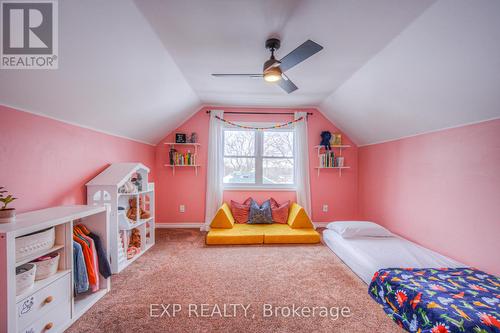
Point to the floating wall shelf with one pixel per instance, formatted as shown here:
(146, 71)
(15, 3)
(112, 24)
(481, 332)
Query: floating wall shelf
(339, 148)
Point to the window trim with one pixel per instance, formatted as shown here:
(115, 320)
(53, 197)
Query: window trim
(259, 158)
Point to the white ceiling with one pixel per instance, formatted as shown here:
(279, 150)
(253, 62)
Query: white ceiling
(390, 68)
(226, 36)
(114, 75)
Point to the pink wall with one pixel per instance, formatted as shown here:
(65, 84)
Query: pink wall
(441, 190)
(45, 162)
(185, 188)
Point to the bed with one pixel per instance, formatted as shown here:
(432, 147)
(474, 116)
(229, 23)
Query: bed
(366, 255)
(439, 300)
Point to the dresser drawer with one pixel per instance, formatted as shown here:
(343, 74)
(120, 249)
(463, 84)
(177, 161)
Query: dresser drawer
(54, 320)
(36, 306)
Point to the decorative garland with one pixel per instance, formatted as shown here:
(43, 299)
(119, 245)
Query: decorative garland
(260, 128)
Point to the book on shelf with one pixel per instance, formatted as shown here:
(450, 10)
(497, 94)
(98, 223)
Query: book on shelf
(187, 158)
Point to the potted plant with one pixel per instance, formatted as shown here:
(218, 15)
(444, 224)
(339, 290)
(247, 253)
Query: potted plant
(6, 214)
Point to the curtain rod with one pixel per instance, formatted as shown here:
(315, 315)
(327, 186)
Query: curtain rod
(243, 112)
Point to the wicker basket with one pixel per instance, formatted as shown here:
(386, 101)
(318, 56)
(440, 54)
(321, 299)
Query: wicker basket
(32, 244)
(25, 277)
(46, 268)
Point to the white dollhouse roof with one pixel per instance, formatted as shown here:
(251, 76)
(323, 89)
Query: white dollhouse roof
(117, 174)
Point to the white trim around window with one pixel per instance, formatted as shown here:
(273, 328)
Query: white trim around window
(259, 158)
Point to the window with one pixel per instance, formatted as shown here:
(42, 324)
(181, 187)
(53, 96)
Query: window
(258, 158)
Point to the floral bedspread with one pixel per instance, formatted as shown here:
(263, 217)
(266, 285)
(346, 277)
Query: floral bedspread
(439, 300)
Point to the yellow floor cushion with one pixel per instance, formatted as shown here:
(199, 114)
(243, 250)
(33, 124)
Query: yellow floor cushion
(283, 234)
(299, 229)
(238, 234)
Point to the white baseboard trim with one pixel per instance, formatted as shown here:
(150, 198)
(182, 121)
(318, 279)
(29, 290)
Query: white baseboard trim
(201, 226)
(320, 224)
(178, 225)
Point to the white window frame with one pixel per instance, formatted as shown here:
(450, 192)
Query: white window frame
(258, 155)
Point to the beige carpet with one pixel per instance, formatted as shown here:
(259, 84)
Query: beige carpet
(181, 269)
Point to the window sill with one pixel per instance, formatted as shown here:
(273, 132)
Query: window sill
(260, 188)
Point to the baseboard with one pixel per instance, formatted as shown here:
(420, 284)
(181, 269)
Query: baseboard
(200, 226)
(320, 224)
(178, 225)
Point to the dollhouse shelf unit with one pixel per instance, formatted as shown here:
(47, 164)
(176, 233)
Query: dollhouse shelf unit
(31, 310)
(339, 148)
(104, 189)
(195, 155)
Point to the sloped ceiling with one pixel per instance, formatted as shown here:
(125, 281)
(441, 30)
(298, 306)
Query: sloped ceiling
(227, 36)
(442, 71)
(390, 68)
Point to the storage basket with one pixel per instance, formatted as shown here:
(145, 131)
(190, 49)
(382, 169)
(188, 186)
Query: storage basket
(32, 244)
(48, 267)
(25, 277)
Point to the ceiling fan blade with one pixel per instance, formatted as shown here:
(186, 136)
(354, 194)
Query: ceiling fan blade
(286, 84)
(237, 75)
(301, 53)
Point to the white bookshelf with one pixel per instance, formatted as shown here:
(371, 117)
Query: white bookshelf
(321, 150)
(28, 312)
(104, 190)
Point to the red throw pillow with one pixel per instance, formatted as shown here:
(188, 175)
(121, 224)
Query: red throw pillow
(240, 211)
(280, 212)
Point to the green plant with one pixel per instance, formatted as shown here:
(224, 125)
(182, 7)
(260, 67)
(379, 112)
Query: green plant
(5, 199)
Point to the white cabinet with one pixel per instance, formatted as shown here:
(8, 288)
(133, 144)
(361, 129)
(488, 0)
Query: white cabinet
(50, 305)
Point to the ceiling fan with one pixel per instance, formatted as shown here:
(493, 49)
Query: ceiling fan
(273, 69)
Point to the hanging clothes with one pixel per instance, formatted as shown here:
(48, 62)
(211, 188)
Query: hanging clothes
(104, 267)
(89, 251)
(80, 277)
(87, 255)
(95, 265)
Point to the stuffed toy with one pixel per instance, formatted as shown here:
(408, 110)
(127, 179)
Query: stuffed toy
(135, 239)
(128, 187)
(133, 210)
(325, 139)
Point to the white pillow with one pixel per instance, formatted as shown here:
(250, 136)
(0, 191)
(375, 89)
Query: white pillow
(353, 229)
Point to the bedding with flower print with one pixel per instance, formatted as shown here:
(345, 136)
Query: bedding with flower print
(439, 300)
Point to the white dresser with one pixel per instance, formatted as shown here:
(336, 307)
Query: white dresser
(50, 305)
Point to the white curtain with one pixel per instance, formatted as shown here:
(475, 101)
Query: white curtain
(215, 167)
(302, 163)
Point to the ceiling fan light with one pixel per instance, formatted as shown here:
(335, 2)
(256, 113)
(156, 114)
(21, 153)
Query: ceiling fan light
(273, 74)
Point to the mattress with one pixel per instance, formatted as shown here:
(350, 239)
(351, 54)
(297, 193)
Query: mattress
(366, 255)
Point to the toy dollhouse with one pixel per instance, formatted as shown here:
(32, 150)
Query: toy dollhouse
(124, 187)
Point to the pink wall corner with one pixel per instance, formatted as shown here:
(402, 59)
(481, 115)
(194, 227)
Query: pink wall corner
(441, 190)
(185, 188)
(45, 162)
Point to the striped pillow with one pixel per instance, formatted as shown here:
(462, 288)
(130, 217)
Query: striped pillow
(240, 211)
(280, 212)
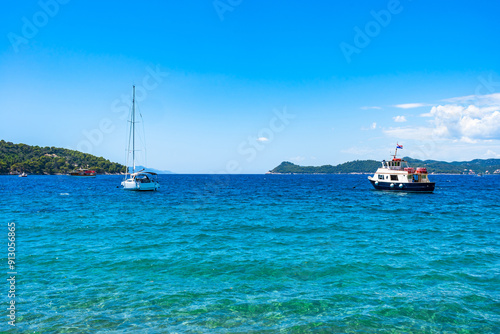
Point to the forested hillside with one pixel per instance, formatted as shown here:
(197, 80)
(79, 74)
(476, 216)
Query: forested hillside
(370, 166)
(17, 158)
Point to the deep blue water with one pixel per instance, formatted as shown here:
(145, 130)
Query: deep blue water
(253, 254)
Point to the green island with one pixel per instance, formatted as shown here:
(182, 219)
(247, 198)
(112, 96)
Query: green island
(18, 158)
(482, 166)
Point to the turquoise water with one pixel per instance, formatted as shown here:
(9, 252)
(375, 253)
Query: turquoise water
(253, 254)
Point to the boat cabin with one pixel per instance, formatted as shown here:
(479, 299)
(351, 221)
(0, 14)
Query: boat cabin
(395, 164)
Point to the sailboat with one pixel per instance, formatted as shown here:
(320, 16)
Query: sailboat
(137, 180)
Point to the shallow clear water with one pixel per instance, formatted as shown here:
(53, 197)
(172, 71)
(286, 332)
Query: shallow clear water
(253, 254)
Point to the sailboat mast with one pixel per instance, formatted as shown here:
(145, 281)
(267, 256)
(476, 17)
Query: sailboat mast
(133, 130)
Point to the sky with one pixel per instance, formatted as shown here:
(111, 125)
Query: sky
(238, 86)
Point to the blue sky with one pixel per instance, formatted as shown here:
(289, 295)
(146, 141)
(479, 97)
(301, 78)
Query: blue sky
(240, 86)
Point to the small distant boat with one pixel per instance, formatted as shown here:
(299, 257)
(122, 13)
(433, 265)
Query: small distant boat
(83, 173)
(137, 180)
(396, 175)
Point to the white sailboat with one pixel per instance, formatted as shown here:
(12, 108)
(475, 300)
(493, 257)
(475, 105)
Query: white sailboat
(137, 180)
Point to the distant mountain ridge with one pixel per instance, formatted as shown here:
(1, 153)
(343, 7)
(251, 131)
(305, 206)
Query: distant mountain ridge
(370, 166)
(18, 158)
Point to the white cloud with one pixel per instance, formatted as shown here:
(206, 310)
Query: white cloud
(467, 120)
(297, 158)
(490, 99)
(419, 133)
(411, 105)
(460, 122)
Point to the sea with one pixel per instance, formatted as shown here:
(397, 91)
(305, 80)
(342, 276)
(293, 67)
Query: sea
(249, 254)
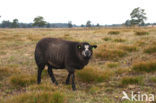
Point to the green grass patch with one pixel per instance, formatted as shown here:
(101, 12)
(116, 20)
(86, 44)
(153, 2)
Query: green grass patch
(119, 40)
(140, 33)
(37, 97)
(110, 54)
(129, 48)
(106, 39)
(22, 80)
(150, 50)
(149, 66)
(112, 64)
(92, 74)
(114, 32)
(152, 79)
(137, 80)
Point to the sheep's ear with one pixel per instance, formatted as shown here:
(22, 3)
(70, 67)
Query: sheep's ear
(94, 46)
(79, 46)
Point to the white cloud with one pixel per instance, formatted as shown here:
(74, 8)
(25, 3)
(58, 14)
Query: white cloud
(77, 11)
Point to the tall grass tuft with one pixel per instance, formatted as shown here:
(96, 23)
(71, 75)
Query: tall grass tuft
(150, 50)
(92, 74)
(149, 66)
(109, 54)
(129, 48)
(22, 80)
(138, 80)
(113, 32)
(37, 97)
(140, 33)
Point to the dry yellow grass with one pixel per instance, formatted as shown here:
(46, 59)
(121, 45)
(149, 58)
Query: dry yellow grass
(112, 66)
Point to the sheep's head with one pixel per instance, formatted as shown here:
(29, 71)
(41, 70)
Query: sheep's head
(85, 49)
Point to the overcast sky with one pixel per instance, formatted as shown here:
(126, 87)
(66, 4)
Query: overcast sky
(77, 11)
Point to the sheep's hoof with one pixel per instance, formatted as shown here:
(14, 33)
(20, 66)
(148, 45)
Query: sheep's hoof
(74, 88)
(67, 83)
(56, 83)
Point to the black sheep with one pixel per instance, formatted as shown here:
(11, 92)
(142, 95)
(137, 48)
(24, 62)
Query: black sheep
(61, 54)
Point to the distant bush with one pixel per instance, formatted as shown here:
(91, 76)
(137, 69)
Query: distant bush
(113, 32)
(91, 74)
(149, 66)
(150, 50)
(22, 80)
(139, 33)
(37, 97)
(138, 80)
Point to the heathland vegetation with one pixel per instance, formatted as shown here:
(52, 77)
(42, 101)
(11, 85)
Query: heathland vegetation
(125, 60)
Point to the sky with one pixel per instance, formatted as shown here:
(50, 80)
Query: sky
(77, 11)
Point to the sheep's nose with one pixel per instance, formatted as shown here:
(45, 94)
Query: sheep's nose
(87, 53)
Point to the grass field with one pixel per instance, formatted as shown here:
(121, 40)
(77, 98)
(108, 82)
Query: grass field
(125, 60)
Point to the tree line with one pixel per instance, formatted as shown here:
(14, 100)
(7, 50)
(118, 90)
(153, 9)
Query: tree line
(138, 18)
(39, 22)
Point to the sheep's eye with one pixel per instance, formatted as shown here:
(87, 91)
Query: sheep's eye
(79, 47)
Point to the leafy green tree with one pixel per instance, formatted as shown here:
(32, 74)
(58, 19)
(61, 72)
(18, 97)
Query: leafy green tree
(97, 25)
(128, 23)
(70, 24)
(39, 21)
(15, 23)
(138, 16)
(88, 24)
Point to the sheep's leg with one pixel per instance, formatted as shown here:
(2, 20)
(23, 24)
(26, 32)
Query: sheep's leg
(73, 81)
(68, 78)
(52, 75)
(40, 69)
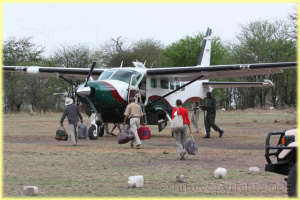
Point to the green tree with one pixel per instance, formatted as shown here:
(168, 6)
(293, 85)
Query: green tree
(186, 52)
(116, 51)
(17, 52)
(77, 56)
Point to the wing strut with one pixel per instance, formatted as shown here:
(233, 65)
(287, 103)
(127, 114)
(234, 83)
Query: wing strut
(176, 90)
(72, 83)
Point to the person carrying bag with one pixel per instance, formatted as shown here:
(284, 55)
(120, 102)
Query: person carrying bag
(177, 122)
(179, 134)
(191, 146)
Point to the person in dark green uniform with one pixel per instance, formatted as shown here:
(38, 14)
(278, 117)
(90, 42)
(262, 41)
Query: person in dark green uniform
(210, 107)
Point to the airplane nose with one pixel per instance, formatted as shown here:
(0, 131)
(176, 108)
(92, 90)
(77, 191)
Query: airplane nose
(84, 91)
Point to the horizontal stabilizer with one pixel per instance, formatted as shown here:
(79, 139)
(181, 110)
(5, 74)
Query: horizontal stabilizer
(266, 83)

::::::

» Problem to solve: Write down exactly the span of lines above from the one containing "Query: small distant boat" to the one containing "Point to the distant mountain", both ends included.

» Result of the task:
Query: small distant boat
(83, 173)
(137, 180)
(396, 175)
Point to the white sailboat with one pixel per instance, formatted as shown here:
(12, 108)
(475, 300)
(493, 257)
(475, 105)
Query: white sailboat
(137, 180)
Point to the distant mountain ridge with one pixel per instance, formatted as shown here:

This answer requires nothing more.